Selected excerpt |
* start *

In the OAI model, a service provider accesses a metadata repository via the OAI protocol, to harvest records from the repository. There is little selectivity available to the service provider, it simply takes the metadata records available, subject to some basic filtering, for example time of creation or sub-repository name. The result is a somewhat random collection of metadata records. The OAI protocol does not address how that database might be searched. That's where SRU would come in. The service provider would interface an SRU server to the database of metadata records for an SRU client to access.

Graphic representation of OAI model

In this model, where an SRU server has access to harvested metadata, an OpenURL provider can effectively utilize an SRU client who has access to this server.

In the OpenURL model as described above a user accesses an article which cites a reference, which looks like a normal link that the user can click, but it's really an OpenURL, filled with metadata.  The system that provides the OpenURL needs access to metadata in order to populate the OpenURL with metadata and also to keep the metadata up-to-date. For example, the system might want to create an OpenURL for a resource for which it has an identifier, or a title; it would search the respository on that identifier or title, thereby obtaining other metadata elements for the resource.


SRU: Post Vs. Get

The question "why not POST an SRU request instead of (or as an alternative to) using GET?" was raised, because:

  1. SRU query URLs sometimes exceed the maximum length supported by some toolkits or servers.

    By using HTTP POST (rather than GET) to transmit the URL the substring following the base URL would be sent in the body of the HTTP message; this  effectively avoids string-length limitations, since usually the base URL isn't terribly long. 
  2. Certain queries are difficult or impossible to send via GET because of character encoding complexities. There is no way to indicate character encoding with GET; with POST, you can explicitly state the character-set.

SRW uses POST; currently SRU uses GET, and the suggestion is to also allow SRU via POST. Then we would effectively have three methods for how SRW/U is handled via HTTP:

  1. POST with SOAP (SRW)
  2. GET (SRU)
  3. POST without SOAP (SRUP - new POST option for SRU)

There are two issues:

Resolution

Currently  SRW and SRU messages go to the same base URL where (some toolkits assume) that anything received via  POST is SRW, so the message is passed to SOAP, while GET messages go to a different process for SRU processing.  In other words the software distinguishes SRW from SRU solely based on HTTP method, POST or GET. By adding this third method, they wouldn't be able to get away with that any longer.

* end *

Dataset content |
* start *

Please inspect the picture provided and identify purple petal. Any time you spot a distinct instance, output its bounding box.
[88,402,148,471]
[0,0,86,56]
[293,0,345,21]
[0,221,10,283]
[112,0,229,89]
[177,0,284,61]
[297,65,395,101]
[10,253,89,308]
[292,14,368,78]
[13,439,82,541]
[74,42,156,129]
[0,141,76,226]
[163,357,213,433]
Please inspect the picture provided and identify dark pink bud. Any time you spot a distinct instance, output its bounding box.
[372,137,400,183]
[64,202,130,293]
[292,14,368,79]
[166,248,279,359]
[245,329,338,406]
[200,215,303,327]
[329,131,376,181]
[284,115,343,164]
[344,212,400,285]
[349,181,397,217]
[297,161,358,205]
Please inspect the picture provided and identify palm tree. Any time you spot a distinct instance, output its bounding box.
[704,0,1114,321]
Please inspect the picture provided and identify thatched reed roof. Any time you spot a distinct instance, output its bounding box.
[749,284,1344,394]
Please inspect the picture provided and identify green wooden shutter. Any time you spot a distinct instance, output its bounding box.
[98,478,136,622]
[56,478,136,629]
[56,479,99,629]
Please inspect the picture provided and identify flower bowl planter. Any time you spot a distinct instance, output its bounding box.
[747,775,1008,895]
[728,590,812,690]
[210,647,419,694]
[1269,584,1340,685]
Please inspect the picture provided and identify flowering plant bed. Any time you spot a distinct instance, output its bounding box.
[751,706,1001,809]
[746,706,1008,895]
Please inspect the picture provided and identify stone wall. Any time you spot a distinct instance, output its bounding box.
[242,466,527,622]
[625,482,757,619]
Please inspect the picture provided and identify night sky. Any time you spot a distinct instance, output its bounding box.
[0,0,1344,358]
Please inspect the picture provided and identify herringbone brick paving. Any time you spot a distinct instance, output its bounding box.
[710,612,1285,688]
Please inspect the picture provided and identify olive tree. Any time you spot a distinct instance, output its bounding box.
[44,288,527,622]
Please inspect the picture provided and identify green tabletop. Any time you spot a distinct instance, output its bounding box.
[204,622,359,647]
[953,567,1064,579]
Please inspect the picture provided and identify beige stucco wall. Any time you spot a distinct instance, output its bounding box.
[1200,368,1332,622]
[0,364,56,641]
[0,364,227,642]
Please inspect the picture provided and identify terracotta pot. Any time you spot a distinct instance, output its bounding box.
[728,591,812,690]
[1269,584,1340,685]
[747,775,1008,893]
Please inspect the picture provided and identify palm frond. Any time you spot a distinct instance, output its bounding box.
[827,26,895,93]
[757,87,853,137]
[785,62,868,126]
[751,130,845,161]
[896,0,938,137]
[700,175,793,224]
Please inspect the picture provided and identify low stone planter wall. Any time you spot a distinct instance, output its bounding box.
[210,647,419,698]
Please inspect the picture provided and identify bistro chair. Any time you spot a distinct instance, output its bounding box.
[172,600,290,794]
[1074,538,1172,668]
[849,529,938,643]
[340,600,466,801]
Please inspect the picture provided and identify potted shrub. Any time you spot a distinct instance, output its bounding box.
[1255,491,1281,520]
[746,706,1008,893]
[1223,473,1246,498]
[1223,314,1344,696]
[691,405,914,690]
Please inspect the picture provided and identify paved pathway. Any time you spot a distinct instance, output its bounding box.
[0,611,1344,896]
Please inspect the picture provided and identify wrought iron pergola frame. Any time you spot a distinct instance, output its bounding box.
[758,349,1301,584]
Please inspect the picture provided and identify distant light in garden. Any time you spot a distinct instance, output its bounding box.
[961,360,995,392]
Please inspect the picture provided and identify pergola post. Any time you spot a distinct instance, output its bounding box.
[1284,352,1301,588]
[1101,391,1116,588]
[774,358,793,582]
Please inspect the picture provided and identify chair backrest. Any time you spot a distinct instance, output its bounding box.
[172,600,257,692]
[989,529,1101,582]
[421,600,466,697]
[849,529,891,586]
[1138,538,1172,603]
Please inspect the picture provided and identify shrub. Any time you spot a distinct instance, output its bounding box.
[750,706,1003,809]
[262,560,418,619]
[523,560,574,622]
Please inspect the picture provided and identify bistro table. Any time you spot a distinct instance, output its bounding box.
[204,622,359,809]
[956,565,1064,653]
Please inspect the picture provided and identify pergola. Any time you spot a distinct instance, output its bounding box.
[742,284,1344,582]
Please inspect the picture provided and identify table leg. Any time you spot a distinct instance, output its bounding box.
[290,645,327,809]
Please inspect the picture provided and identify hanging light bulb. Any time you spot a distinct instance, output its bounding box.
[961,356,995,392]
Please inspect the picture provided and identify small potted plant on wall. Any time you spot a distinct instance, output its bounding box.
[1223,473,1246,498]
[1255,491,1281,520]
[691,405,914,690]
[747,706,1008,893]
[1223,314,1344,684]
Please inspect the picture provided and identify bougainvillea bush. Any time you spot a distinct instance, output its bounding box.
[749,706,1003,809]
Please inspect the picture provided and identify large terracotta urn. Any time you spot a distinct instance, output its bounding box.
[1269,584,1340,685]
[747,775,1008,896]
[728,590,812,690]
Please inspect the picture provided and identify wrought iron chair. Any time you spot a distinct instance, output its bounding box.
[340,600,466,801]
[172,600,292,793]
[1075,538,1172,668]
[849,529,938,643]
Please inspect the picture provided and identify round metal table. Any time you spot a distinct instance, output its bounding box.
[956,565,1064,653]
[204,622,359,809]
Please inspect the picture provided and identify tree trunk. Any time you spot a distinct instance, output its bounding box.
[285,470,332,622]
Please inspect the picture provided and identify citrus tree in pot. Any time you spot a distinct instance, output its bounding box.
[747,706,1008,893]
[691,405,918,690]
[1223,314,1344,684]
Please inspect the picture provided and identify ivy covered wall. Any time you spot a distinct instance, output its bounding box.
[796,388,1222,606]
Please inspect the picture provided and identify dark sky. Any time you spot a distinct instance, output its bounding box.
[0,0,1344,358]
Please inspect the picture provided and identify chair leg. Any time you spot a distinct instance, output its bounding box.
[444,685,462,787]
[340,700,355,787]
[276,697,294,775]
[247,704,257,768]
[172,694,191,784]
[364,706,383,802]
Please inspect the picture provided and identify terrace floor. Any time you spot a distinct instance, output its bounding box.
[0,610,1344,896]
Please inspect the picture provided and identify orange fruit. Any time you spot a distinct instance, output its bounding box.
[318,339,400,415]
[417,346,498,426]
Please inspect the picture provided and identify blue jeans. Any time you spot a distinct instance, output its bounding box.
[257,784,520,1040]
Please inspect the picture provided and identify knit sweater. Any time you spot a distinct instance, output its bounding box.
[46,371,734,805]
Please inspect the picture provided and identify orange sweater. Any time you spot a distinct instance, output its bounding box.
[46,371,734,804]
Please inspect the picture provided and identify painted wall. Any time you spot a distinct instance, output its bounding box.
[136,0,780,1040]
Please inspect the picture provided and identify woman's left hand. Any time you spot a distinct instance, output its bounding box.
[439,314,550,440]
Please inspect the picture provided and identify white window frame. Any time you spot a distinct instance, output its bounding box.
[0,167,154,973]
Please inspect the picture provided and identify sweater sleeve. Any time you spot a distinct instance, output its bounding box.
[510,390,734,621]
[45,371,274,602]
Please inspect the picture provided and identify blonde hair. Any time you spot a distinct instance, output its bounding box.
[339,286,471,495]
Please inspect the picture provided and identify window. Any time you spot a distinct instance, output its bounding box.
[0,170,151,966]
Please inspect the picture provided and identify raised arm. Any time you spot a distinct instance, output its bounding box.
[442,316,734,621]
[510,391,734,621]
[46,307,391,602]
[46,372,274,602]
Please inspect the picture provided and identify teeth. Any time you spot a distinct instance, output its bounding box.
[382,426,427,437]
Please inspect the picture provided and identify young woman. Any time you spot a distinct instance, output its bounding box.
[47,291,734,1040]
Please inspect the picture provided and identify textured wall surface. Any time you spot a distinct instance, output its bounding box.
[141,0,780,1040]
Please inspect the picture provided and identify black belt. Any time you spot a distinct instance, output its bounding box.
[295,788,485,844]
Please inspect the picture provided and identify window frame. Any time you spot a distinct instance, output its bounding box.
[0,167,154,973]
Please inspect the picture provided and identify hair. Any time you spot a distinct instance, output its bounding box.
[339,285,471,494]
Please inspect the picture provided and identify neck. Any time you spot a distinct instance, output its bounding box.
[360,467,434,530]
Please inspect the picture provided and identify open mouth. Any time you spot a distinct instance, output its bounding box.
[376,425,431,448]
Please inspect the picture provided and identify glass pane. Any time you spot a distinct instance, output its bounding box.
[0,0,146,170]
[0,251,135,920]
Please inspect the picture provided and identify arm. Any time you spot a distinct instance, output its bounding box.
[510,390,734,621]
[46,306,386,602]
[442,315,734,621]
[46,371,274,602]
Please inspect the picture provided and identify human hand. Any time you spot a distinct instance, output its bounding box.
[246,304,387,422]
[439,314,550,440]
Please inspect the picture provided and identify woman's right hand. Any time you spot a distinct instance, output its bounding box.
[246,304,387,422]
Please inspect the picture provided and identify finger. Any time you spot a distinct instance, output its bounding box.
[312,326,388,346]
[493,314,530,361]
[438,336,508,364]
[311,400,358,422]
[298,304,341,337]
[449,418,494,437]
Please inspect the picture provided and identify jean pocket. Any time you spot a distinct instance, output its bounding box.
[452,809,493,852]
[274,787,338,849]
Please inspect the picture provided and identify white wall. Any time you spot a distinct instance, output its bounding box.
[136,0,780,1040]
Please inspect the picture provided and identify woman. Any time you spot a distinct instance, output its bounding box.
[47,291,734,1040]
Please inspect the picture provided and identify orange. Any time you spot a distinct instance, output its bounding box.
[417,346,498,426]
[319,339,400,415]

* end *

What is expected |
Update the stretch of the OAI and SRU text from "Graphic representation of" through "to this server.", putting "OpenURL service" wherever "OpenURL provider" appears. Rely only on the OAI and SRU text, not on the material.

Expected output |
Graphic representation of OAI model

In this model, where an SRU server has access to harvested metadata, an OpenURL service can effectively utilize an SRU client who has access to this server.